Items from a data source
####
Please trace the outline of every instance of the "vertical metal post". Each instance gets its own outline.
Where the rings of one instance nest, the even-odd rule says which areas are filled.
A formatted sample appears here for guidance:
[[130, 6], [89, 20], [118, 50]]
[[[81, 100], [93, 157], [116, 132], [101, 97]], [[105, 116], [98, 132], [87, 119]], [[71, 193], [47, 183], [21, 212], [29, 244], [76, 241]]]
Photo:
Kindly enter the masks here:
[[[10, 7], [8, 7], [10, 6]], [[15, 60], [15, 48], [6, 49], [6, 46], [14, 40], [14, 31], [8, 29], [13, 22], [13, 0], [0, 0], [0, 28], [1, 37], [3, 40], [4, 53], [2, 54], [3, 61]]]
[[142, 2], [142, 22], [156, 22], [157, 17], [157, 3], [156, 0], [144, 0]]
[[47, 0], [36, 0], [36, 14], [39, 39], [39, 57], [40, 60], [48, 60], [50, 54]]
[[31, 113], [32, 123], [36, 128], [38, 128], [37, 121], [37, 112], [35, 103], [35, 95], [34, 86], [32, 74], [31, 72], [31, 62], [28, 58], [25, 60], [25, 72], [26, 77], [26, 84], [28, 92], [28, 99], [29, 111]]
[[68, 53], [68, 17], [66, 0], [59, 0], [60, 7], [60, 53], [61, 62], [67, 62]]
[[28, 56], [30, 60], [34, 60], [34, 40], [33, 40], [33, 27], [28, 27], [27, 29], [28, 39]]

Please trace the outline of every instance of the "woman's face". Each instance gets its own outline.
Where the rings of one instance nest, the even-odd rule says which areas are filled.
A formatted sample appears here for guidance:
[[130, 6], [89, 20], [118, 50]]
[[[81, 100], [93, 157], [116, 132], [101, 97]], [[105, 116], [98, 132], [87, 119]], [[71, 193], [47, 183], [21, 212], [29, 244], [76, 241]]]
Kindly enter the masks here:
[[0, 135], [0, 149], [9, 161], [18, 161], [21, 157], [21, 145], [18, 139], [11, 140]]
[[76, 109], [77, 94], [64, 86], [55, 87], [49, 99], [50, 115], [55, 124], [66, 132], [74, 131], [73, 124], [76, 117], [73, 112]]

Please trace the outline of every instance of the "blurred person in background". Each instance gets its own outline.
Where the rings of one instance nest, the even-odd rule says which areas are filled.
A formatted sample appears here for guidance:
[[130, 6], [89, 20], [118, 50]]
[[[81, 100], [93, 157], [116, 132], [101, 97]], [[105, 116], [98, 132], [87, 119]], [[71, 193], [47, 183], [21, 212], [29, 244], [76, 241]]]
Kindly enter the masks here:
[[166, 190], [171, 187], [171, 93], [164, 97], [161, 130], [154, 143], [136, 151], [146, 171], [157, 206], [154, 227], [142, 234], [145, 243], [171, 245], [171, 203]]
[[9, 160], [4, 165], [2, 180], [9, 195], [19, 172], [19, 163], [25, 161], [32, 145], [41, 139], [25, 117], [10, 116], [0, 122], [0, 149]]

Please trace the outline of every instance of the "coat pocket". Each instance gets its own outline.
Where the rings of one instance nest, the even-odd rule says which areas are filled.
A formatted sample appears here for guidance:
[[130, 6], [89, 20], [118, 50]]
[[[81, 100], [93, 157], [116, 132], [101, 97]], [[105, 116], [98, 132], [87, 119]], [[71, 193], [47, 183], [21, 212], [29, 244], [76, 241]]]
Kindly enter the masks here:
####
**Directions**
How many lines of the data contain the string "outline"? Case counts. Reply with the number only.

**Response below**
4